What you need to do. Reproduce word for word the stretch of the introduction on mixed effects models from "This follows the" through "more expressive language.".

Text block.

┄┄┄┄┄┄┄┄┄┄┄┄┄┄┄┄┄┄┄┄

## Autism with mixed effects models

This follows the coursera course's assignment on autism data. The data looks at the socialization of a child with autism as they progress through childhood.

We will be comparing the statsmodels option (presented in the class) with the more explicit methods promoted by McElrath in his statistical learning course. If I get really ambitious, I will try to have an R notebook that also dose the `lme4` package.

The variables from the data file are(

* __AGE__ is the age of a child (between 2 and 13 years)
* __VSAE__ is a measure of the child's socialization
* __SICDEGP__ is the expressive language group at age 2, and can take values {1,2,3}. Higher values indicate more expressive language.
* __CHILDID__ is the unique ID that is given to each child and acts as their identifier.

We will be renaming the variables, as __VSAE__ and __SICDEGP__ don't have meaning to us.

Follows the example given [on coursera](https://www.coursera.org/learn/fitting-statistical-models-data-python/ungradedLab/ffKgX/fitting-multilevel-and-marginal-models-to-autism-data-in-python/lab?path=%2Fnotebooks%2Fweek3%2FAutism_Multilevel_Marginal_Models.ipynb)

┄┄┄┄┄┄┄┄┄┄┄┄┄┄┄┄┄┄┄┄

Dataset rows
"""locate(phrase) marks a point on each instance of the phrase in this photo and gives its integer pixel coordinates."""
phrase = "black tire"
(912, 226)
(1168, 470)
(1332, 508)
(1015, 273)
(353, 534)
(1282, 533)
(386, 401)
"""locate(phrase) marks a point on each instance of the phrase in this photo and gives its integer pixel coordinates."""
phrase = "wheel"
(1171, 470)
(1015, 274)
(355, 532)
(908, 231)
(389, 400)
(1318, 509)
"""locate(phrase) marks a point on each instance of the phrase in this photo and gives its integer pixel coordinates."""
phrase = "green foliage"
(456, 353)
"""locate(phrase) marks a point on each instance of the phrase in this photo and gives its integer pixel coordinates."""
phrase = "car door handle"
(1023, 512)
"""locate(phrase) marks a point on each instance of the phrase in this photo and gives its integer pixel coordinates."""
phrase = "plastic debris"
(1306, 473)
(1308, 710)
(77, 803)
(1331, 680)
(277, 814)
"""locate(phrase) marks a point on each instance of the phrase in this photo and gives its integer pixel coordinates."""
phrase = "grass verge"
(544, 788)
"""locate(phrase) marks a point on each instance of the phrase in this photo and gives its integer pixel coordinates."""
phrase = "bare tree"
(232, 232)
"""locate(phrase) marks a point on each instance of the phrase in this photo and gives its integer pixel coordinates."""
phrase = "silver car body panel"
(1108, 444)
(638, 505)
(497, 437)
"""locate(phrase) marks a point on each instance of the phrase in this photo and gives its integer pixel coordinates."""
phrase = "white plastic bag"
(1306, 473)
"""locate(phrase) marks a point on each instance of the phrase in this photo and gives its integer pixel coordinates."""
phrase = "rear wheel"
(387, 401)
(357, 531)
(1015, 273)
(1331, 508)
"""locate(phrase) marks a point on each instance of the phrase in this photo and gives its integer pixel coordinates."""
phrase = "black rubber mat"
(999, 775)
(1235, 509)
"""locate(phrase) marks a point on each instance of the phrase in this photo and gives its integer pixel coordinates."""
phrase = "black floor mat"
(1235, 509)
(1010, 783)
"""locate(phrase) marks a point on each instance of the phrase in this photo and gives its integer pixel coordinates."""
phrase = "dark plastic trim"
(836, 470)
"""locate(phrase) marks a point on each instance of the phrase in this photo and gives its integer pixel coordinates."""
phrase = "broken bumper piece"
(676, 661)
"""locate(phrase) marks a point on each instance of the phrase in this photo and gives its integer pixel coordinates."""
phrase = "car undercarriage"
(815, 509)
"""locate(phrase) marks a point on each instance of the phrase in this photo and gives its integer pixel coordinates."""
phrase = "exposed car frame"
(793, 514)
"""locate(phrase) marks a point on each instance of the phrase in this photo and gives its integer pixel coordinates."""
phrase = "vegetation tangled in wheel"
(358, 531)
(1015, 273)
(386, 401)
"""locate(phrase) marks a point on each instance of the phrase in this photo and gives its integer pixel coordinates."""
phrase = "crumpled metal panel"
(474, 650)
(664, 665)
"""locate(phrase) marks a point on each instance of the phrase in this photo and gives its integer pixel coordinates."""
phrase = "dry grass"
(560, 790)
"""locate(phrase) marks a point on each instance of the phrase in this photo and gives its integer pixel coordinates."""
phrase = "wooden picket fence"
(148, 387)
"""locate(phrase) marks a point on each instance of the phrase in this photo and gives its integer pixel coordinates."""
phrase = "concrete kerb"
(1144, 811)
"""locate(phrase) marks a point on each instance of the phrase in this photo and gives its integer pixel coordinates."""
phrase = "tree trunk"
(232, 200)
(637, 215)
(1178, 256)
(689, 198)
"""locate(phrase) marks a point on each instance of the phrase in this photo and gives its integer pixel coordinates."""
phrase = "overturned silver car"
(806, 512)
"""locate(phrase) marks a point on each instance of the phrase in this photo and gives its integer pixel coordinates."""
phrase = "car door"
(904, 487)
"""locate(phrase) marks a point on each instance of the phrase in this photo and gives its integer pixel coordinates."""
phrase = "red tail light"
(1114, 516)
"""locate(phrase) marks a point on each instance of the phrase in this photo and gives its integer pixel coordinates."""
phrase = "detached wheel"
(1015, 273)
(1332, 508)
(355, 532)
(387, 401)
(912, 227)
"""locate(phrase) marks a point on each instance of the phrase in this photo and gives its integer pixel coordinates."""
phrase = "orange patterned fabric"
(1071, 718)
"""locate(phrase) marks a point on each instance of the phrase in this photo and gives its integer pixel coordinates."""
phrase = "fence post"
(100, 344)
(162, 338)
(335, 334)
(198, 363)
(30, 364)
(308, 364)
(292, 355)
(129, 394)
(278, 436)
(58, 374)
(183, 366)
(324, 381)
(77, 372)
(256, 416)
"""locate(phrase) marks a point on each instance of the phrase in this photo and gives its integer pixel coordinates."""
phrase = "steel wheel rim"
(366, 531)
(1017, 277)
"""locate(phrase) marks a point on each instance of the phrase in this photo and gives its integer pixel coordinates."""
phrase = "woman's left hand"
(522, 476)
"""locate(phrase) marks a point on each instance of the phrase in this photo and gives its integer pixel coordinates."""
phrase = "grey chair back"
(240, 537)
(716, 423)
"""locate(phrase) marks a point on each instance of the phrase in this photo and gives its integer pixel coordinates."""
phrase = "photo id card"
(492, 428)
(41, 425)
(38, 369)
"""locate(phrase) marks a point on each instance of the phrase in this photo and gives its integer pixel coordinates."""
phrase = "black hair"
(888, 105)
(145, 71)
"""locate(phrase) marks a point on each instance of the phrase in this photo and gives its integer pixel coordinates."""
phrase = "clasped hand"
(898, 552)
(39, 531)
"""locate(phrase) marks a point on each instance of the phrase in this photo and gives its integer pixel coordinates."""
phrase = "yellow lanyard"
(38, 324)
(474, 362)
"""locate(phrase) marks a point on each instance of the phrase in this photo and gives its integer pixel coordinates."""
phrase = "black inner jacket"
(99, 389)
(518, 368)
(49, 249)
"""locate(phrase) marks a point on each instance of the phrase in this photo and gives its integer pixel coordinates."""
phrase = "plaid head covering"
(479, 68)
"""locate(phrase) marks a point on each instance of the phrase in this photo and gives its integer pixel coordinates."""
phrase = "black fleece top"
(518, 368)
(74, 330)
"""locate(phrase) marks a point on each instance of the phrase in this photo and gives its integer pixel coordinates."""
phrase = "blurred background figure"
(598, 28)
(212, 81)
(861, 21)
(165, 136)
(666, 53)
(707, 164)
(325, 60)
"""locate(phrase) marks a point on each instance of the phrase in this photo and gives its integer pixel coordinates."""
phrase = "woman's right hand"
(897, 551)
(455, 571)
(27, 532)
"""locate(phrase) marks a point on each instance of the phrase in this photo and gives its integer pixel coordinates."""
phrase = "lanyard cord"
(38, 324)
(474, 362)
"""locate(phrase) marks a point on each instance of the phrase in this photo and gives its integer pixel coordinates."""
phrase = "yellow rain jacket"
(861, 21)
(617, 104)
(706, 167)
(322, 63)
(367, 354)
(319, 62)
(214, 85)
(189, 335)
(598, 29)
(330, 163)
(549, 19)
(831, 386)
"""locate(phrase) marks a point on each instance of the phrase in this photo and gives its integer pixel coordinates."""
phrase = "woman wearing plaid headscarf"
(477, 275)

┄┄┄┄┄┄┄┄┄┄┄┄┄┄┄┄┄┄┄┄

Answer for this exercise.
This follows the coursera course's assignment on autism data. The data looks at the socialization of a child with autism as they progress through childhood.

We will be comparing the statsmodels option (presented in the class) with the more explicit methods promoted by McElrath in his statistical learning course. If I get really ambitious, I will try to have an R notebook that also dose the `lme4` package.

The variables from the data file are(

* __AGE__ is the age of a child (between 2 and 13 years)
* __VSAE__ is a measure of the child's socialization
* __SICDEGP__ is the expressive language group at age 2, and can take values {1,2,3}. Higher values indicate more expressive language.